Written instruction — According to the SY55 review, how many sampled waveforms does the SY55 hold in ROM?

Document section —
========================================================================
Article from Music Technology, April 1990

Reviewed as the TG55 expander last month, one of Yamaha's new children has grown a keyboard and sequencer and become an instrument in its own right. Ian Waugh gives a SY of relief.


WELL, AS HINTED in our TG55 review (March '90), here comes the SY55 - a TG55 with keyboard attached. It has a built-in sequencer and there are a few changes in sockets but otherwise the gubbins of the two beasties are identical.

The idly curious can peruse this In Brief at a leisurely pace, although if you think the SY55 is for you - and I can think of no earthly or unearthly reason why it should not be - then more info is available in the aforementioned in-depth review.

The tone generation system is based on Yamaha's custom 16-bit sampling technology, AWM2 (Advanced Wave Modulation, second generation). The SY55 has 74 sampled waveforms in 2 megabytes of ROM. These have been sampled at 32kHz or 48kHz and with 24-bit internal processing and 22-bit digital-to-analogue converters the output is exceedingly clean.

There are two modes of operation - Voice and Multi. Voice simply plays a single sound, the one you select. Multi mode is used to create multitimbral setups for use with the sequencer.

Like the TG55, there are 64 Voices in ROM, room for 64 programmable ones in RAM plus another 64 or 128 on an optional memory card. There are 16 Multis in ROM and 16 programmable ones in RAM and more can be stored on memory cards, too.

A Voice can be made from one, two, or four Elements which, basically, consist of one of the waveforms plus a number of parameters such as volume, tuning, keyboard zones and so on. Each Element has two filters with resonance for further sonic shaping, and there are 34 digital effects. Two of the Voices are dedicated drum sections, each key playing a different drum sound. You can create your own kits, too. All the sounds are identical to the TG55 as are the excellent demos.
========================================================================
Given material —

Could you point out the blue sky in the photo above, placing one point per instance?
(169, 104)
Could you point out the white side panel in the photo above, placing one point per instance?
========================================================================
Solution — 74 sampled waveforms, stored in 2 megabytes of ROM.